* Task directions:
Exactly repeat all the records below, omitting the images they hold.

* Data supplied:
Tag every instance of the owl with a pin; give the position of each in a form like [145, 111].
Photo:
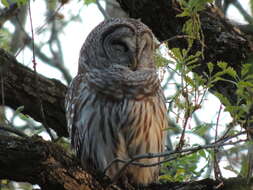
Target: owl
[115, 106]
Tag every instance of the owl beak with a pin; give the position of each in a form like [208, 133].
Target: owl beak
[134, 63]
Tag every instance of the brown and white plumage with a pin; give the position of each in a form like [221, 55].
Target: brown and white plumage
[115, 106]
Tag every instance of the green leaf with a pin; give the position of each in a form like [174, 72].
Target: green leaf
[231, 72]
[223, 99]
[177, 53]
[87, 2]
[202, 153]
[223, 65]
[19, 110]
[210, 67]
[5, 3]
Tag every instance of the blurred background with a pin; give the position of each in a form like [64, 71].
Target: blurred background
[61, 27]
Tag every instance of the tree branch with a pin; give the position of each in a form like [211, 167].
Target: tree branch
[20, 90]
[44, 163]
[222, 41]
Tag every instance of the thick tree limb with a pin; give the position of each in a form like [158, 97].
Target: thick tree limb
[48, 165]
[20, 89]
[44, 163]
[222, 41]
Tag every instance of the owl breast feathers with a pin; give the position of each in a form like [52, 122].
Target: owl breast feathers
[115, 106]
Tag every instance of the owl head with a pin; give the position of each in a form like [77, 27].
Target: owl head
[118, 41]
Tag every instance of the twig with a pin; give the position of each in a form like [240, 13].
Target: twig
[15, 131]
[104, 13]
[36, 76]
[217, 171]
[178, 153]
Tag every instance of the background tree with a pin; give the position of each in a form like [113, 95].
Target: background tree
[207, 53]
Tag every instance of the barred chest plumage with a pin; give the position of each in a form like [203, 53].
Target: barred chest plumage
[119, 129]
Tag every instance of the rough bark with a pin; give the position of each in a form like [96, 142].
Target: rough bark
[20, 88]
[44, 163]
[47, 164]
[222, 41]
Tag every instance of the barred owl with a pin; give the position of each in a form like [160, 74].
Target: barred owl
[115, 106]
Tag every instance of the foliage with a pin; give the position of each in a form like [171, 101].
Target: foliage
[192, 93]
[8, 3]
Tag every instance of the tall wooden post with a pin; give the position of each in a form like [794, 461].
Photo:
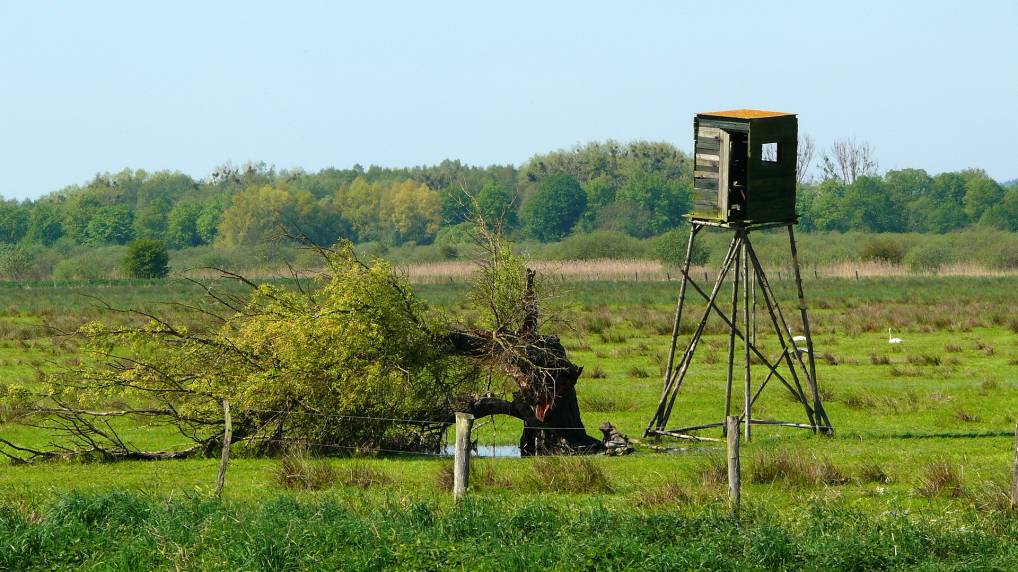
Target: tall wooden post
[461, 456]
[227, 438]
[734, 470]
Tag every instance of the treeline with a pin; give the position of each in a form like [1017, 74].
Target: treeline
[639, 189]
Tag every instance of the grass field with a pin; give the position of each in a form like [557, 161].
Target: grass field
[915, 476]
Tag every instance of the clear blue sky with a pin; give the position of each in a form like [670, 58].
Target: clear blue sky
[95, 87]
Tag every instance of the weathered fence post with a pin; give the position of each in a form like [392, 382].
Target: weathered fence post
[461, 457]
[734, 470]
[1014, 476]
[227, 437]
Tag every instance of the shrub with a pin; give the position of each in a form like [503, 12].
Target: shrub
[147, 258]
[926, 258]
[883, 248]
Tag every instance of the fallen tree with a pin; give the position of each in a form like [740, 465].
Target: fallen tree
[348, 359]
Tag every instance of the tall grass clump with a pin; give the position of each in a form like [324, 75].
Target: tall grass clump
[297, 469]
[941, 478]
[576, 474]
[795, 469]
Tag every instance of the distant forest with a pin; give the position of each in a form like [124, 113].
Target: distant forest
[640, 189]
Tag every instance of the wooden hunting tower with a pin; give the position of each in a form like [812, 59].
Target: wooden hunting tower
[744, 170]
[744, 182]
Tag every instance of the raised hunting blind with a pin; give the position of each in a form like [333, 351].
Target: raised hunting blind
[744, 166]
[745, 162]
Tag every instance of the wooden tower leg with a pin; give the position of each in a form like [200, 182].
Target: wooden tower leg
[731, 336]
[675, 383]
[813, 383]
[780, 328]
[680, 302]
[747, 390]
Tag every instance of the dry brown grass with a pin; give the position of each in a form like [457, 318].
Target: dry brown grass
[636, 270]
[794, 469]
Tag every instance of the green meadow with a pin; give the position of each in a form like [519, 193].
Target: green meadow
[916, 474]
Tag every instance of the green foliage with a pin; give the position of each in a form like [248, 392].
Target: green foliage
[361, 344]
[147, 258]
[498, 206]
[181, 230]
[45, 224]
[13, 221]
[15, 262]
[256, 216]
[109, 225]
[555, 208]
[665, 201]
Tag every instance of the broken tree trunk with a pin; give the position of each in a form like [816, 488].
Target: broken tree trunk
[547, 380]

* Final result:
Tag every instance of the owl with a pin; give the position of each in a form like [145, 111].
Photo:
Target: owl
[115, 106]
Tag every instance of the owl beak with a pin; give the position of each in a form like [208, 133].
Target: owl beak
[134, 63]
Tag every instance of the brown and white plumage with a pin; give the position of each in a form like [221, 55].
Target: brown and white plumage
[115, 106]
Tag every instance of the green leaf with a pin; give the position of each in a form like [174, 72].
Target: green leaf
[231, 72]
[223, 99]
[177, 53]
[87, 2]
[202, 153]
[223, 65]
[19, 110]
[210, 67]
[5, 3]
Tag every instance of the blurred background with a pin; give the position of each in a form like [64, 71].
Target: blurred background
[61, 27]
Tag every instance of the tree branch with a pin; give the position of each in a form like [211, 167].
Target: tree branch
[20, 90]
[44, 163]
[222, 41]
Tag every instance of the thick tree limb with a pin; give the position of each in a form like [158, 97].
Target: thick tree limb
[48, 165]
[20, 89]
[44, 163]
[222, 41]
Tag every instance of the owl breast feathers with a pin; give the position of each in a form like [52, 122].
Target: owl breast feathers
[115, 106]
Tag every instance of the owl head with a pin; give the position of each in a form like [77, 27].
Target: owl head
[118, 41]
Tag every instance of the twig with a pin; give the position of each in a form like [240, 13].
Target: twig
[15, 131]
[104, 13]
[36, 76]
[217, 171]
[178, 153]
Tag every instance of the background tree with a pin; give the position of each in a form like [113, 95].
Target: background tree
[207, 53]
Tag every instance of the barred chest plumage with a pin; give the position of each in a form like [203, 53].
Target: barred chest plumage
[119, 129]
Tag every instance of the rough bark with a pin; give the position of each in a form like [96, 142].
Target: rough bark
[20, 88]
[44, 163]
[47, 164]
[222, 41]
Tag every instance of the barred owl with a pin; give the position of each in a form like [160, 74].
Target: barred owl
[115, 106]
Tag every instance of the foliage with a pin; give the position of each in a form like [171, 101].
Target: foliage
[192, 93]
[8, 3]
Tag every instance of the tall wooden post with a pin; give the position of each in a form like [794, 461].
Photo:
Target: tall wooden post
[461, 456]
[227, 438]
[734, 470]
Tag every instance of the treeline with a pin; give the position of each in a form like [1017, 74].
Target: treeline
[639, 189]
Tag every instance of the grass field with a pin; give the position of each in a form like [557, 161].
Target: grass field
[915, 476]
Tag every instance of the clear blue sky with a pin; give the position of each in a form like [670, 58].
Target: clear blue sky
[95, 87]
Tag every instance of the weathered fence post with a pin; give the position of each in a form like [392, 382].
Target: weathered fence post
[461, 457]
[734, 470]
[1014, 476]
[227, 437]
Tag every instance of the shrub with a pin; give the position of each in a form like [503, 12].
Target: shrub
[147, 258]
[926, 258]
[883, 248]
Tag every instance of the fallen tree with a pin; give the position of each in a form like [740, 465].
Target: fallen tree
[348, 359]
Tag every instance of the tall grass clump with a pin; give the position of each in a form like [324, 75].
Target: tall grass clump
[297, 469]
[941, 478]
[576, 474]
[795, 469]
Tag every instance of the distant forest with a pin; give the position of each in a form like [124, 113].
Target: distant forest
[640, 189]
Tag every instance of the wooden hunting tower with a pin; give the position of each in a form like [812, 59].
Target: wooden hunting tower
[744, 170]
[744, 182]
Tag every instance of the raised hunting blind with a pin; give the position of each in a form like [333, 351].
Target: raised hunting blind
[744, 166]
[745, 162]
Tag every instance of the wooden tower leg with a pin; give the position of each in a form like [200, 182].
Target: wooden tower leg
[731, 336]
[675, 383]
[813, 383]
[780, 328]
[680, 302]
[747, 390]
Tag every instance of the dry brown grass with a pin; give the position of each in a form like [457, 318].
Target: dry brown grass
[636, 270]
[794, 469]
Tag every instance of the green meadow with a pin; give the position of each in a form like [519, 193].
Target: green meadow
[916, 474]
Tag every instance of the green foliage with a pin; give the position of each in a form like [248, 392].
Target: green foliage
[361, 344]
[147, 258]
[498, 206]
[181, 230]
[45, 224]
[13, 221]
[15, 262]
[256, 216]
[109, 225]
[555, 208]
[665, 201]
Tag every instance of the broken tree trunk with a pin; give the position of each in a form like [816, 488].
Target: broken tree trunk
[547, 380]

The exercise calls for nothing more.